◆ **VORGEGEBENER TEXT**:

Niederländische Großbank

ING lockt mit Aussicht auf sinkende Kosten

Obwohl die Aktie der ING Groep seit Jahresbeginn stark an Wert verloren hat, sind Analysten für den Titel optimistisch. Vor allem die ehrgeizigen Kostenziele der Großbank gelten als positiver Faktor.

ING lockt mit Aussicht auf sinkende Kosten

Von Detlef Fechtner, Frankfurt

Die Aktie der ING Groep hat schon deutlich bessere Tage gesehen. Zuletzt pendelte sie nahe der Marke von 9 Euro, nachdem sie Anfang Februar noch fast 14 Euro gekostet hatte. Dass die Aktie stark an Wert verloren hat, lässt sich freilich auch über fast alle anderen „G-SIBs“ sagen. Denn die meisten dieser Global Systemically Important Banks – also der 30 Finanzkonzerne, die vom Finanzstabilitätsrat wegen ihrer Größe und Vernetzung unter besonderer Beobachtung stehen – notieren derzeit auf Niveaus deutlich unterhalb der Kurse vor Beginn des Ukraine-Kriegs.

Das freilich könnte sich – was die ING Groep angeht – zumindest auf mittlere Sicht gut und gerne wieder ändern, meinen Bankanalysten. Viele von ihnen haben für die Aktie Kursziele von 12 oder 13 Euro ausgerufen. Laut dem Informationsdienstleister Bloomberg empfehlen 75% aller Analysten, die den Titel regelmäßig beobachten, ING Group zum Kauf, 25% zumindest zum Halten, niemand zum Verkauf.

Ein zentrales Argument, das die Research-Anbieter immer wieder anbringen, lautet: Die ING Groep hat ein erprobtes und recht robustes Geschäftsmodell – und hat gleichzeitig die Kosten im Griff. Die Anerkennung eines disziplinierten Kostenmanagements gewinnt gerade in Zeiten an Bedeutung, in denen angesichts von Ukraine-Krieg und Zinswende und damit steigender Inflation und drohender Rezession die Unsicherheit auf der Einnahmeseite besonders groß ist. Bei der Cost-Income-Ratio kann der in Amsterdam beheimatete Allfinanz-Dienstleister zwar nicht ganz mit den europäischen Spitzenreitern wie der spanischen Santander oder der schwedischen SEB mithalten, ist aber deutlich effizienter als etwa die niederländische Konkurrenz, sei es ABN Amro oder Rabobank.

◆ **ERFASSTE DATEN**:
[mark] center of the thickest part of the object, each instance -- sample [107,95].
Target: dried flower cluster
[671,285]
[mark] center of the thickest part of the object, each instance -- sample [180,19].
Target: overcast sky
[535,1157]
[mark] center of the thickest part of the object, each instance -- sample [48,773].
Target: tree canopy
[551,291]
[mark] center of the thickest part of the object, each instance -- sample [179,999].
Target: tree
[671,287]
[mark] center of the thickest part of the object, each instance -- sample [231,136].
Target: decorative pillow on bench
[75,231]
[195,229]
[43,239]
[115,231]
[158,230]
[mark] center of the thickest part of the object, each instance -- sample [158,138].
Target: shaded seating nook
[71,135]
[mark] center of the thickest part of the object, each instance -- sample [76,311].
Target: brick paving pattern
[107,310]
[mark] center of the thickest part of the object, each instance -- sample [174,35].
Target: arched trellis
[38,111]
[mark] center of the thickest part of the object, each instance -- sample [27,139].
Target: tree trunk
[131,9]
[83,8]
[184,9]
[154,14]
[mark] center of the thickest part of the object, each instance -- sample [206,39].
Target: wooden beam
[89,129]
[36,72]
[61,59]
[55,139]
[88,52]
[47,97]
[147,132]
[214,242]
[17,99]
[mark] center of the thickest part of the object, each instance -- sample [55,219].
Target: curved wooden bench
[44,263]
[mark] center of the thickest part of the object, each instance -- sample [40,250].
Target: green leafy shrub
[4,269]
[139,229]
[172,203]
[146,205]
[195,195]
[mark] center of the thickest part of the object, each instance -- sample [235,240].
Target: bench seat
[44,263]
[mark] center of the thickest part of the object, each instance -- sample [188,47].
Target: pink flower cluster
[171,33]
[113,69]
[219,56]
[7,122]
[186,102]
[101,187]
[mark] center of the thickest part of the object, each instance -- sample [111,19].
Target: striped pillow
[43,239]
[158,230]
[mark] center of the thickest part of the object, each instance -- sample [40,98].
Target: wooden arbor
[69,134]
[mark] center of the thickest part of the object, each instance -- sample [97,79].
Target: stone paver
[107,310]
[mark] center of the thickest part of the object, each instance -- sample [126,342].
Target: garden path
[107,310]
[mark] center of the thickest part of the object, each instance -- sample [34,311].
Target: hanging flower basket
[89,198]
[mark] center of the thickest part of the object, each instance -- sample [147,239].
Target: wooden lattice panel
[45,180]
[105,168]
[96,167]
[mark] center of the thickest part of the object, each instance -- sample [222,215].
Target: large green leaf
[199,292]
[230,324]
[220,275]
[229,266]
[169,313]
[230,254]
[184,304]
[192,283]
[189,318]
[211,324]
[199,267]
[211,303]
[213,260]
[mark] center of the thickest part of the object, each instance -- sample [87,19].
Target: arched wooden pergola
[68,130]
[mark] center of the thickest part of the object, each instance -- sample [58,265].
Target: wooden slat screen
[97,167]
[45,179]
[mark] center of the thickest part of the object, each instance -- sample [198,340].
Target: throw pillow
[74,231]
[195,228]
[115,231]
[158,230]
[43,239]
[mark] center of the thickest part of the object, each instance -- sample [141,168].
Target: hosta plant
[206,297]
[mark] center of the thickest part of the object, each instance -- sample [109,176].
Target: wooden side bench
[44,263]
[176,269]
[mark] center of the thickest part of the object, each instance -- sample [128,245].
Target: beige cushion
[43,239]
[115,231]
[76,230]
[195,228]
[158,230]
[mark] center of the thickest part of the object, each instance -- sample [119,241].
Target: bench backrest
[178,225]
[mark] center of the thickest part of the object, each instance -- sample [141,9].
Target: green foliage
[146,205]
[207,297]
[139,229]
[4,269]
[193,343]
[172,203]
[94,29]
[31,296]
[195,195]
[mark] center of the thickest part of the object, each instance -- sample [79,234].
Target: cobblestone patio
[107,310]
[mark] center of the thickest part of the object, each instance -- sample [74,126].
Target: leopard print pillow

◆ **AUFGABEN**:
A. Wie viel kostete die Aktie laut dem Text über die ING Groep Anfang Februar noch?
B. Gib aus dem Text über die ING Groep den Abschnitt wortgetreu wieder, beginnend bei „Das freilich könnte“ und endend bei „niemand zum Verkauf.“.
Stütze dich nur auf den Text über die ING Groep.

◆ **LÖSUNGEN**:
A. Fast 14 Euro.

B.
Das freilich könnte sich – was die ING Groep angeht – zumindest auf mittlere Sicht gut und gerne wieder ändern, meinen Bankanalysten. Viele von ihnen haben für die Aktie Kursziele von 12 oder 13 Euro ausgerufen. Laut dem Informationsdienstleister Bloomberg empfehlen 75% aller Analysten, die den Titel regelmäßig beobachten, ING Group zum Kauf, 25% zumindest zum Halten, niemand zum Verkauf.